■ **Document excerpt**
* begin *

Ice on the surface would be unlikely anyway -- I doubt that it's stable at
that distance from the Sun. Ice in the *interior*, slowly outgassing
through porous overburden, is another story. There is a serious theory
that the interior of Phobos is exactly that -- Phobos too has an
anomalously low density, and there is some evidence that it is outgassing
something. (Pity the Phobos 2 mission never got close enough to use its
radar sounder...)
>It is much more likely
>that Mathilde has a low density due to internal voids (like in sand,
>pumice, loose dirt, or gravel)...
Last I heard, getting the density down that low with internal voids was
somewhat difficult and required fairly generous assumptions.
>Water ice is one of the FIRST guesses as a component for any solid low
>density object in the Solar System...
>However, in this case, the evidence rules this out.
Which evidence?
>It is still
>possible, though highly unlikely due to the fact that there would have
>to be lot's of water ice in the interior, but none on the surface.

* end *

■ **Given request a**
In the discussion of Mathilde's low density, which mission never got close enough to use its radar sounder?

■ **Given records**
* begin *

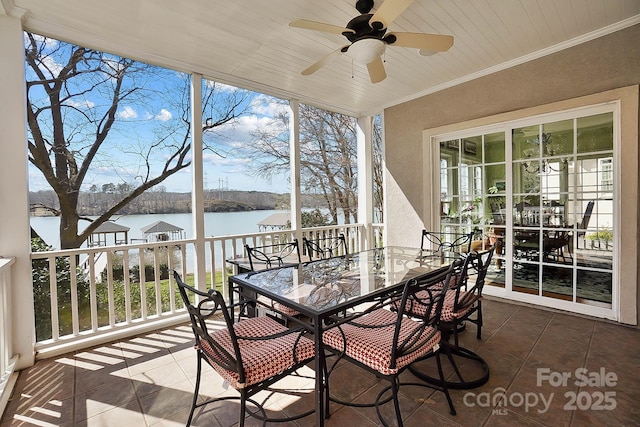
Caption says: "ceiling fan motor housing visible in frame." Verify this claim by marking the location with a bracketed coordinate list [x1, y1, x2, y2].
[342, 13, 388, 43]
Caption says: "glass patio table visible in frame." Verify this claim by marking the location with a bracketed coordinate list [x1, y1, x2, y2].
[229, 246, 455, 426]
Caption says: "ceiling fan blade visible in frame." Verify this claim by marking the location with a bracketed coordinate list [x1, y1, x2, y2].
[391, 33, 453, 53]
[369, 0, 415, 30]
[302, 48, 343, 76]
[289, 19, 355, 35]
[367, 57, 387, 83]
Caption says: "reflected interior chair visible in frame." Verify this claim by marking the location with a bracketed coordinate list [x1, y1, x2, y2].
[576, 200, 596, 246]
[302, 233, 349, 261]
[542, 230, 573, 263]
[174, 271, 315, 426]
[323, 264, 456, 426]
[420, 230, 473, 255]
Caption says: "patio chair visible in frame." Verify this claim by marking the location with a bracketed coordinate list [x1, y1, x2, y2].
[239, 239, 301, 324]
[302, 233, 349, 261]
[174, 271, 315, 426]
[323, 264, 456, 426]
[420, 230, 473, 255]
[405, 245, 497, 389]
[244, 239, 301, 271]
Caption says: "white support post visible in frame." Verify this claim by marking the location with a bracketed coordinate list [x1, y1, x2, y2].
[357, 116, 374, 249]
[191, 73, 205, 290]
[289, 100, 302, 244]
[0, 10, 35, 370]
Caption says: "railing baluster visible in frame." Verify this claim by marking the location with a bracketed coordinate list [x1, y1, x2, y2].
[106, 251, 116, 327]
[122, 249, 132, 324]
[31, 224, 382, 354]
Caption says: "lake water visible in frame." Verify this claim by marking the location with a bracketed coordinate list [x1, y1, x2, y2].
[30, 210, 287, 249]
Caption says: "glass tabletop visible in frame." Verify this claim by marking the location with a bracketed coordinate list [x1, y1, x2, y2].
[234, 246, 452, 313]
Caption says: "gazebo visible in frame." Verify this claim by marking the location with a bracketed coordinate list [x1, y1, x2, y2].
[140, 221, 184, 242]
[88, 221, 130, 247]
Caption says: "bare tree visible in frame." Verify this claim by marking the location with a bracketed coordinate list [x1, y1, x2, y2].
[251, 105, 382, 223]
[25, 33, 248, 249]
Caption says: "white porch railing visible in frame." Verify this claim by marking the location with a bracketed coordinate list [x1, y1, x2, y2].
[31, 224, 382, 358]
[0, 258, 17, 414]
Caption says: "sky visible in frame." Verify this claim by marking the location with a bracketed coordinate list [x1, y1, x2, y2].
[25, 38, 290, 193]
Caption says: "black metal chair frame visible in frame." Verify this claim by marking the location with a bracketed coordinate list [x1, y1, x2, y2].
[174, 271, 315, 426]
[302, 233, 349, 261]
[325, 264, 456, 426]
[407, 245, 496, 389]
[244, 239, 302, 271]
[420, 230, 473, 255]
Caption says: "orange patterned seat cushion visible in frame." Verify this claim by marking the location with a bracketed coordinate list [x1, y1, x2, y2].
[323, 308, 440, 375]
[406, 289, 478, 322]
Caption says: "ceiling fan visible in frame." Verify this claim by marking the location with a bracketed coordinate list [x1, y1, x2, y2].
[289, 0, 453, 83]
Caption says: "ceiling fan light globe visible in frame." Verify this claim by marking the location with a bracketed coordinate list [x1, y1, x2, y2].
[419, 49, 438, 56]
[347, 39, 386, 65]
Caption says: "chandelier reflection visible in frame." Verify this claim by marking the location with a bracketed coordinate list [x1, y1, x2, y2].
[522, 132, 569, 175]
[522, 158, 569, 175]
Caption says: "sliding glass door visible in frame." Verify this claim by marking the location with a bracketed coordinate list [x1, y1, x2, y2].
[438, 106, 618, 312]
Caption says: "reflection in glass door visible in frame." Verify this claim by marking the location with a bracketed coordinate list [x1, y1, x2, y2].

* end *

■ **Given request b**
Reproduce the records from their start through the line containing "[234, 246, 452, 313]", switching "Verify" to "Confirm" and changing nothing else. Leave the pictures out.

■ **Full output a**
Phobos 2

■ **Full output b**
Caption says: "ceiling fan motor housing visible in frame." Confirm this claim by marking the location with a bracketed coordinate list [x1, y1, x2, y2].
[342, 13, 388, 43]
Caption says: "glass patio table visible in frame." Confirm this claim by marking the location with a bracketed coordinate list [x1, y1, x2, y2].
[229, 246, 455, 426]
Caption says: "ceiling fan blade visible in frame." Confirm this claim by marking the location with a bracketed coordinate list [x1, y1, x2, y2].
[391, 33, 453, 53]
[369, 0, 415, 30]
[302, 48, 343, 76]
[289, 19, 355, 35]
[367, 57, 387, 83]
Caption says: "reflected interior chair visible in frame." Confirm this claim by marking the location with a bracketed coordinate list [x1, y1, x2, y2].
[576, 200, 596, 246]
[302, 233, 349, 261]
[542, 230, 573, 263]
[174, 271, 315, 426]
[323, 264, 456, 426]
[420, 230, 473, 255]
Caption says: "patio chair visible in frame." Confirm this claim by marking the location with a bracketed coordinate list [x1, y1, x2, y2].
[239, 239, 301, 324]
[302, 233, 349, 261]
[174, 271, 315, 426]
[323, 264, 456, 426]
[420, 230, 473, 255]
[405, 245, 497, 389]
[244, 239, 301, 271]
Caption says: "white support post visible in frame." Confirm this claim by marking the location with a bracketed coordinate list [x1, y1, x2, y2].
[357, 116, 374, 249]
[191, 73, 205, 290]
[289, 100, 302, 244]
[0, 10, 35, 370]
Caption says: "railing baluster visible in frame." Confirm this claim by marking the location with a bracketed coordinate list [x1, y1, x2, y2].
[106, 251, 116, 327]
[122, 249, 132, 324]
[31, 224, 382, 354]
Caption says: "lake water visible in frame." Confirm this claim by marking the location with a bracketed coordinate list [x1, y1, x2, y2].
[30, 210, 287, 249]
Caption says: "glass tabletop visible in frame." Confirm this claim by marking the location with a bracketed coordinate list [x1, y1, x2, y2].
[234, 246, 452, 313]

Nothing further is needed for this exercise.